**Work instructions**
Which lines of the material below contain the word "leafy", with case counting? Collect and copy out each one.

**Provided information**
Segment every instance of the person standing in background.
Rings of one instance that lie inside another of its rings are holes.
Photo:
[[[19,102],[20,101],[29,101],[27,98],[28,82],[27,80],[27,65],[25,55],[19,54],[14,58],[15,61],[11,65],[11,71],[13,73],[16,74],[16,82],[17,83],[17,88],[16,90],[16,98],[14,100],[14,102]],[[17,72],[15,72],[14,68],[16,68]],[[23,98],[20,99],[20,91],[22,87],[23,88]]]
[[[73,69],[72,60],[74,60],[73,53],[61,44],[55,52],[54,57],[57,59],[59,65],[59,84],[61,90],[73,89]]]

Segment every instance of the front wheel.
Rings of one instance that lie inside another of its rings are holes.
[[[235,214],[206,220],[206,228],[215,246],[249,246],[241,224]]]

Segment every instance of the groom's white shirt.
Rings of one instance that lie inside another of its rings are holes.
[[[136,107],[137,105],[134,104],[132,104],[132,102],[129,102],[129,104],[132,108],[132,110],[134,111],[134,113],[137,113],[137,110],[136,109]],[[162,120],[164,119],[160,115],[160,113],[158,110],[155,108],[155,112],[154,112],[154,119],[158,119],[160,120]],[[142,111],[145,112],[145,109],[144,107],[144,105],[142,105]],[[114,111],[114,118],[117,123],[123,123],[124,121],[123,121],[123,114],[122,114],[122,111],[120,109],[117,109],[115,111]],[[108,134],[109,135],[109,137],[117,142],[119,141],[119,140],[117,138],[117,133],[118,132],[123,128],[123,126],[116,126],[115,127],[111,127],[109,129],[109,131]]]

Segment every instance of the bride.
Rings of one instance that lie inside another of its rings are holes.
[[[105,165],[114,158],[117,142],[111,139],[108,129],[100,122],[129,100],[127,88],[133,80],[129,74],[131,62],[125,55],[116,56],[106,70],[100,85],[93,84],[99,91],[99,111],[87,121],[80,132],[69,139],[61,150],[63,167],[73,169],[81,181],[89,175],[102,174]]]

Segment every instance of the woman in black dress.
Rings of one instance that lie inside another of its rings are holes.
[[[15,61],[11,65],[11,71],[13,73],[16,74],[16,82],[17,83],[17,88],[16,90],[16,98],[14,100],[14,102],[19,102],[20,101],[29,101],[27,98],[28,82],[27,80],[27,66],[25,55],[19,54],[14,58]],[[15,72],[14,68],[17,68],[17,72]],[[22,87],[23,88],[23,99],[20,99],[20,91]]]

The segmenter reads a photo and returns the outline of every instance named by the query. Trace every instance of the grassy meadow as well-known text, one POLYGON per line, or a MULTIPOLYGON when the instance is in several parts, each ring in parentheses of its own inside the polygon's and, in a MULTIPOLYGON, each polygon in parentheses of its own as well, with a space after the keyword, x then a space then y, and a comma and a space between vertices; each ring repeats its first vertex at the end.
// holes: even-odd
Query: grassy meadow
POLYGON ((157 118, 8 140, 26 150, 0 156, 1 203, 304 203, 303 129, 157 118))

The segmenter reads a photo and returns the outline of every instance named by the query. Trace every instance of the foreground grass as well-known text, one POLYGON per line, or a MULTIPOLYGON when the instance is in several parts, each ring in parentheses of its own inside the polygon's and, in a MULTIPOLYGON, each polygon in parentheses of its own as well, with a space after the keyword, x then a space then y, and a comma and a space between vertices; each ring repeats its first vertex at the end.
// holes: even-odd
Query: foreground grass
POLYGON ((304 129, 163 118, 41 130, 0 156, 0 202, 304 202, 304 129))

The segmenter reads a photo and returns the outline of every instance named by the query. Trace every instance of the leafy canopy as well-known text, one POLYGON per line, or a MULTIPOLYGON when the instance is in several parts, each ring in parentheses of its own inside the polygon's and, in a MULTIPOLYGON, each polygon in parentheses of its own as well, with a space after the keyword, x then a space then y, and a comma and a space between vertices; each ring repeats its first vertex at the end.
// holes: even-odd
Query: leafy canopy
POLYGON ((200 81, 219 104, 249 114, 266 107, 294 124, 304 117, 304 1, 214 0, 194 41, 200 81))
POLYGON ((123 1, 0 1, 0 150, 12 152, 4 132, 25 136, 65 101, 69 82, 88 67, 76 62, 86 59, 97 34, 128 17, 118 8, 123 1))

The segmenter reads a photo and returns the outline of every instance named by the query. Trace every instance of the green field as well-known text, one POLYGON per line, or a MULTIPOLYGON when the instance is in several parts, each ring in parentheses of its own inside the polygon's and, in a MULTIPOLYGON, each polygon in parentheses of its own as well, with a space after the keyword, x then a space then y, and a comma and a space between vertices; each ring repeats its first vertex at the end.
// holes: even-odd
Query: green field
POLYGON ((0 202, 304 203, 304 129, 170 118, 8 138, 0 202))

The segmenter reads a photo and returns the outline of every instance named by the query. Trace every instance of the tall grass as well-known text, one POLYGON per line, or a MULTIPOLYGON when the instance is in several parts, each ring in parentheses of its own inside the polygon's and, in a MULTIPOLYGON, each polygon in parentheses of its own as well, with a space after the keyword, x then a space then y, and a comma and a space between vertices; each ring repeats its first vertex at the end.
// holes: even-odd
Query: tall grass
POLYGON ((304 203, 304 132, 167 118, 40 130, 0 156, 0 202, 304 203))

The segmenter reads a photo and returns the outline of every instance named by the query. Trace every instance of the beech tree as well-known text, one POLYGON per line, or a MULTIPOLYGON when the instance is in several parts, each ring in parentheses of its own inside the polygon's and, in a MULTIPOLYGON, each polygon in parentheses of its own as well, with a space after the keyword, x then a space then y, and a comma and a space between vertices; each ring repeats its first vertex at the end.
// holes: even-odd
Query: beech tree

**Answer below**
The segmenter reads a photo and returns the outline of every instance named by the query. Trace every instance of the leafy canopy as well-known text, one POLYGON per line, or a MULTIPOLYGON when the instance is in several parts, each ring in parentheses of its own inside the polygon's and, in a MULTIPOLYGON, each polygon in parentheses of its own as well, with a space after the keyword, x then a space then y, and a comma and a space between vertices; each ring repeats its first vertex at the end.
Query: leafy canopy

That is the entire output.